--- start Page text ---

# Help! dominant electric yellow bullying



## mandyb (Dec 30, 2013)

Hi all! I'm new here so I hope I'm in the right place!
I have bought my first cichlid (Mr 10cm) 5 days ago now for my large tank, originally in it were a family of 4 large kribs (doesn't mind them at all) and the next day I bought an electric blue male (6cm) he had no problem with him at all either, mr blue hangs out with the kribs happily. now 2 days ago the man who sold me Mr 10cm offered me another Mr yellow slightly smaller, he had advised me they will fight to see whos boss and will settle down in 2 days, is been 2 days and new Mr yellow is cowling in the top corner behind the filter with Mr 10cm occasionally swimming up to him to chase him or try bite him, new yellow wont fight back at all he swims away, I have re-arranged accessories and also made another large cave for the tank but Mr 10cm likes it too now and new yellow still tries to hide, he has not received any injuries and Mr 10 seems to just chase and attempt to nip, he doesn't try to latch or eat at his fins. any ideas?


----------



## Kalost (Feb 27, 2013)

dimensions of the tank? what is a Mr 10cm? what is a Mr yellow? What is the question?


----------



## mandyb (Dec 30, 2013)

90" x 45", thought I was obvious in the subject in what thy are, mr 10cm is an electric yellow and mr yellow is the new electric yellow, the first one in the tank is bullying my new one. looking for advice to help him stop, have since found some helpful advice will try quarantine
on the dominant one.

--- end Page text ---
--- start Recorded data ---

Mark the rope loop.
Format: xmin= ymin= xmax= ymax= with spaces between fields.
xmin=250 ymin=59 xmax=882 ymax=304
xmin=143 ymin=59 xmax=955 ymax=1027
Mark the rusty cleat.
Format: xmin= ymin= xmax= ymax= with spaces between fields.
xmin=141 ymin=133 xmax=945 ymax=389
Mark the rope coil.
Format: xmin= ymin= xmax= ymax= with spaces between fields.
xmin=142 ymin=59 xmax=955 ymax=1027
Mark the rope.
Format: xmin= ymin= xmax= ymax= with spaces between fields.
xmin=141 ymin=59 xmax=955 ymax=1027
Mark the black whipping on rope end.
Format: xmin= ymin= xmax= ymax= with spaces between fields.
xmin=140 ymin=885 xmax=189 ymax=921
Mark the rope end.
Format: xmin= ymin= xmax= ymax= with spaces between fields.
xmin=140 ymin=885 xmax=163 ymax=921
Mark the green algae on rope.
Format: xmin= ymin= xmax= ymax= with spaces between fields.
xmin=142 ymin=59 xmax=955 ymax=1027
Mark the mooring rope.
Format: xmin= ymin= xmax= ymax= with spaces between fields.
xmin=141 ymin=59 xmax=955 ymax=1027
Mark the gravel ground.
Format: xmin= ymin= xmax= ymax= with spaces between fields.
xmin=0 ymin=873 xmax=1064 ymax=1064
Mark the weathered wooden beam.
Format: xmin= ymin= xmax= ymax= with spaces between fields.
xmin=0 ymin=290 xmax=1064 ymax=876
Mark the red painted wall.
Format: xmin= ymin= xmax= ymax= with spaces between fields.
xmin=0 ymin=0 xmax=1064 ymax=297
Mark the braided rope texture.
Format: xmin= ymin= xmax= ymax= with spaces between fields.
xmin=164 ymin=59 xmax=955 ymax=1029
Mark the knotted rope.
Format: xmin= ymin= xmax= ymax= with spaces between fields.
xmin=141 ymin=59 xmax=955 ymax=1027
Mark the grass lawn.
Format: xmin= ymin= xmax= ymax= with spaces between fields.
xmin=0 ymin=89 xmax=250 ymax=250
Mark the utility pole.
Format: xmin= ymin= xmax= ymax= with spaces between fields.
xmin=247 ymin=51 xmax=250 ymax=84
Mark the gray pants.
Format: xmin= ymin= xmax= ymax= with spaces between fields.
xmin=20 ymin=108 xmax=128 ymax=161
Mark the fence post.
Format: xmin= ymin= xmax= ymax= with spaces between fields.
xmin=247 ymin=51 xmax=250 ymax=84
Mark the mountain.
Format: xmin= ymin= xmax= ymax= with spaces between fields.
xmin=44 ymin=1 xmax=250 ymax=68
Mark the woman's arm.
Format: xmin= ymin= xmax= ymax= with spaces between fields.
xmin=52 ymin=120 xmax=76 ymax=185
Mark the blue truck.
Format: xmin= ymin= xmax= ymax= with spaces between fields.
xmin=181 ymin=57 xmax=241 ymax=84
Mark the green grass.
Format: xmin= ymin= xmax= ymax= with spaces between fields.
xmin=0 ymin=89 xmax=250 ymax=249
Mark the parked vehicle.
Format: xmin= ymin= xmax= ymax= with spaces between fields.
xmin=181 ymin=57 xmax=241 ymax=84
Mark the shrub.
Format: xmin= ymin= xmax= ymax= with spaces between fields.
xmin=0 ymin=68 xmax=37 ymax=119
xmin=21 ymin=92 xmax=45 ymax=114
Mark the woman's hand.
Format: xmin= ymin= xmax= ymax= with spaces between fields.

--- end Recorded data ---

[Parts of the exercise]
[1] Decide whether each statement agrees with the cichlid forum thread above, answering yes or no and quoting the words from the thread that settle it: (a) The tank first held a family of four kribs. (b) The newer electric yellow fights back when chased. (c) The newer electric yellow has been hurt.
[2] Carry on the cichlid forum thread from its last line.

[Answer set]
[1]
(a) Yes: "a family of 4 large kribs"
(b) No: "new yellow wont fight back at all he swims away"
(c) No: "he has not received any injuries"

[2]
----------



## AfricanLove (Jan 2, 2012)

90 x 45 That is a big tank. Or is that centimeters, If it is I believe that would be a 40B for all us Americans on here. What else is in the tank, Just Electric Yellows (Labidochromis Caeruleus) and the Kribensis (Pelvicachromis Pulcher) Sounds like you have two males. The Yellow Labs should Ideally be stocked 1male to 4-5 female. I would ditch the Labs and the Kribensis and Stock a nice looking Pseudotropheus Saulosi only tank


----------



## DJRansome (Oct 29, 2005)

Mr. yellow is being harassed and the stress will make him sick unless you solve the problem. Time out has not worked for me. I'd remove Mr. yellow.

If the tank is not 48" long by 18" from front to back I'd also remove the electric blue.


----------



## mandyb (Dec 30, 2013)

thanks everyone for your help and suggestions!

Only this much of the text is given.